--- Task item ---
From the records below, return every line containing the word "building".

Saved entries:
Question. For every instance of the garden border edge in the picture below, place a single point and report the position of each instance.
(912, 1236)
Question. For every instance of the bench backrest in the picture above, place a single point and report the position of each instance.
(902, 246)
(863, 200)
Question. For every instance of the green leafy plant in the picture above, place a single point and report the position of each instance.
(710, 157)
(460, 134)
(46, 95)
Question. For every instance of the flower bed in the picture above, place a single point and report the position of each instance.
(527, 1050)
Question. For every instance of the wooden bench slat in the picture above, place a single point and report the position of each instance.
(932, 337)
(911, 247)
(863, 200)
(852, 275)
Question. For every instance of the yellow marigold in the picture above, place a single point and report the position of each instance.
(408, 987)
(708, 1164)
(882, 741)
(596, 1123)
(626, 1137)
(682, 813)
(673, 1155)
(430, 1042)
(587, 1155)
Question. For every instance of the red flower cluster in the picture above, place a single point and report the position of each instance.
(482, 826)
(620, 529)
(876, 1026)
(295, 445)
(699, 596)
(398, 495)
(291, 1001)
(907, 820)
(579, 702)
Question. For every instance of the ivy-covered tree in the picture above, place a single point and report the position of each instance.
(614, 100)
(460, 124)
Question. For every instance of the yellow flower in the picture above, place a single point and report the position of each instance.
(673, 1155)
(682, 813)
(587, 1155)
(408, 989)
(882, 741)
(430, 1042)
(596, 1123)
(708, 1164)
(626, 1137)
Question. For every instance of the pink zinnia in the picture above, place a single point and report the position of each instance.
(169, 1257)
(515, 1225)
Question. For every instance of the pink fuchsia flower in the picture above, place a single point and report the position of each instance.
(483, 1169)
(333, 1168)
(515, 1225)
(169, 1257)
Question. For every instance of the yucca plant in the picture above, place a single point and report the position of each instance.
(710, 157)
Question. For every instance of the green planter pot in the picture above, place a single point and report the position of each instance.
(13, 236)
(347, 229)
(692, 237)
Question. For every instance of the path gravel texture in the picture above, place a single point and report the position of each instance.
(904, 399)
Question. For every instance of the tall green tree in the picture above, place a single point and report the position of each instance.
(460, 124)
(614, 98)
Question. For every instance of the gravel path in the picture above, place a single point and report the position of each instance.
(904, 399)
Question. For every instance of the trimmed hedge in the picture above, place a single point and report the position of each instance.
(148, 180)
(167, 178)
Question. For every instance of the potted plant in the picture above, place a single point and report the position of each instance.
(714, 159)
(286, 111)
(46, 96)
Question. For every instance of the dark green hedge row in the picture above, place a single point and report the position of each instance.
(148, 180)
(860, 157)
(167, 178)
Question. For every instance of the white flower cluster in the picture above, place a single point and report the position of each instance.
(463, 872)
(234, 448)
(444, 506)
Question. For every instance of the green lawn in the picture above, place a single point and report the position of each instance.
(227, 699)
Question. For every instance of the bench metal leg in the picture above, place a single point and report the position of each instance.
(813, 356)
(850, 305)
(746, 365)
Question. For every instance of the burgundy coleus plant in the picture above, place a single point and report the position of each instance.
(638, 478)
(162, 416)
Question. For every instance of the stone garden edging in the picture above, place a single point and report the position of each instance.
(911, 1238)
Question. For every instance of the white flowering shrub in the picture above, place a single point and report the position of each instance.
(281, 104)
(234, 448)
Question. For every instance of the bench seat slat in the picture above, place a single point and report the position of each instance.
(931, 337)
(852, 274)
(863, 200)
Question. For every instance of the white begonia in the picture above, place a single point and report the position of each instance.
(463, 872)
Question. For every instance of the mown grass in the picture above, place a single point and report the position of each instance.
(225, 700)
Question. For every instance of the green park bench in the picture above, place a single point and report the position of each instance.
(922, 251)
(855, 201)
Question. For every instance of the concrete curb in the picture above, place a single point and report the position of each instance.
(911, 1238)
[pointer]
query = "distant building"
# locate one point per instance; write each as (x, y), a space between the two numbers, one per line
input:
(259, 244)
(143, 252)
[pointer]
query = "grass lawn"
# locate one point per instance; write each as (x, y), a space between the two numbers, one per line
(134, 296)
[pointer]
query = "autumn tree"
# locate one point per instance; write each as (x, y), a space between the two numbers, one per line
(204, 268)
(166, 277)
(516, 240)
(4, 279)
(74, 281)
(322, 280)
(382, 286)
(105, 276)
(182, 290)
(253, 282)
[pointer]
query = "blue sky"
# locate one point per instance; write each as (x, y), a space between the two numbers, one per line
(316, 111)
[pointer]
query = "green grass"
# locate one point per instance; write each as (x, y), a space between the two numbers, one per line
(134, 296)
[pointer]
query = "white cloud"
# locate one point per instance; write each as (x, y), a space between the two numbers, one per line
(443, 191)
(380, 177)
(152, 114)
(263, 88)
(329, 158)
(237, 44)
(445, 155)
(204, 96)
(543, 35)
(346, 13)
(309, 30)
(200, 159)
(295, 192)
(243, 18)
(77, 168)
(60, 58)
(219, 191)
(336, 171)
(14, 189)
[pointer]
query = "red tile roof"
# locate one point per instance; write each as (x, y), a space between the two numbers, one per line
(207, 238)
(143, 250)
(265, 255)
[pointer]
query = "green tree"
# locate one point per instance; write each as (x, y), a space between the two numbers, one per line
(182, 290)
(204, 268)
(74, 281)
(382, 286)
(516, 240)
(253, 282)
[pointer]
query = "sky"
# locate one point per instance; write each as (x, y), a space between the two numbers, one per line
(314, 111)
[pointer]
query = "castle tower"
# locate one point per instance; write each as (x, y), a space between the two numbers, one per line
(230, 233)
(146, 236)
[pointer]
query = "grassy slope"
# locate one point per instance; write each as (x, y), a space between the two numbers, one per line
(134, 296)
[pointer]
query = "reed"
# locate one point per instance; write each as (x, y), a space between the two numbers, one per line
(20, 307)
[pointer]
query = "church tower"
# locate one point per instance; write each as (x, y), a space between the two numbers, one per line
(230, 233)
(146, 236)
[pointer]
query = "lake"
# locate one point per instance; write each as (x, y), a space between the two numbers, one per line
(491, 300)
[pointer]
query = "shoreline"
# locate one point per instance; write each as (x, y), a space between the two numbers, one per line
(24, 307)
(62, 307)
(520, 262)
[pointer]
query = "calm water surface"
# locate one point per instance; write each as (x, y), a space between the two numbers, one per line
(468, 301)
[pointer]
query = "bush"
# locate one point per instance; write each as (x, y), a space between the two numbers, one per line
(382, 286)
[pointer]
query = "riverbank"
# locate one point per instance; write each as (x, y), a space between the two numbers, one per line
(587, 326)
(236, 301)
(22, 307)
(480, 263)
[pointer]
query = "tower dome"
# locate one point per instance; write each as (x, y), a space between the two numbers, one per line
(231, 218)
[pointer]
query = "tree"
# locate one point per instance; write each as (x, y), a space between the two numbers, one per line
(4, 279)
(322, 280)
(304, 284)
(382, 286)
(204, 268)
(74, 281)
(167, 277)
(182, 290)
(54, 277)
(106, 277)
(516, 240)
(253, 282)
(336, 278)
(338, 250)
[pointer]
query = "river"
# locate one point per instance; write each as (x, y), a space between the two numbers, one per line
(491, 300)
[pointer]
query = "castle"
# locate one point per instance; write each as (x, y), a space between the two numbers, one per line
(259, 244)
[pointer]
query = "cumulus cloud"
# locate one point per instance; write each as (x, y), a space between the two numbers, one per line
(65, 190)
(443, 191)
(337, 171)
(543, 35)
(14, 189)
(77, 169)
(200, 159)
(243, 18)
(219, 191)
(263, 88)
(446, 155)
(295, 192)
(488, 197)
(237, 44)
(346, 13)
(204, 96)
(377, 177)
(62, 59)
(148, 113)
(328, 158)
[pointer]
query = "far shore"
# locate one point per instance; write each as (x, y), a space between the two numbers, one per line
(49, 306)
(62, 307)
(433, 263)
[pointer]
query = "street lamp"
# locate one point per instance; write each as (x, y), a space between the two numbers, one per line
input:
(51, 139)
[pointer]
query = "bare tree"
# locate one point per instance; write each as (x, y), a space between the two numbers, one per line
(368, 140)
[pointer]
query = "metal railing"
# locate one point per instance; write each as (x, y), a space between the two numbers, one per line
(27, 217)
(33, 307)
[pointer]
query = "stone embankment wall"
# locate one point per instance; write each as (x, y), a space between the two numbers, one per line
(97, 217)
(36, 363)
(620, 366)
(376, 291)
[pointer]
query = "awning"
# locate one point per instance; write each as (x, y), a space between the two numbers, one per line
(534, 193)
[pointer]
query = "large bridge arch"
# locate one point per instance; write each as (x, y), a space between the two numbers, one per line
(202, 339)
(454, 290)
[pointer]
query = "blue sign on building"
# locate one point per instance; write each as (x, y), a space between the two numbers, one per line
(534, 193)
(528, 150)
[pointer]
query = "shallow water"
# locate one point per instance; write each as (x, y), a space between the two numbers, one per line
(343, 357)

--- Exercise answer ---
query = "distant building"
query = "blue sign on building"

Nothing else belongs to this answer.